**The problem:** Reproduce each of the entries below verbatim, without altering any word or mark of punctuation.

**Records shown:**
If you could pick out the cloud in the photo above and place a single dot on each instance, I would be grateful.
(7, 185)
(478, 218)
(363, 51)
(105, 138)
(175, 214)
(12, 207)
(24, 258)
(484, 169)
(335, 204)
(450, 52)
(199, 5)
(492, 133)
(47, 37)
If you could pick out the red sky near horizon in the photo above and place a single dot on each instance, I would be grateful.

**In response:**
If you could pick out the cloud in the photo above and place a single dot on each instance, I would be grateful.
(7, 185)
(478, 218)
(363, 51)
(105, 138)
(175, 214)
(12, 207)
(24, 258)
(484, 169)
(335, 204)
(450, 52)
(199, 5)
(492, 133)
(47, 37)
If you could pick out the red sky near horizon in the photo above and place a single dot on each instance, I would be grateful.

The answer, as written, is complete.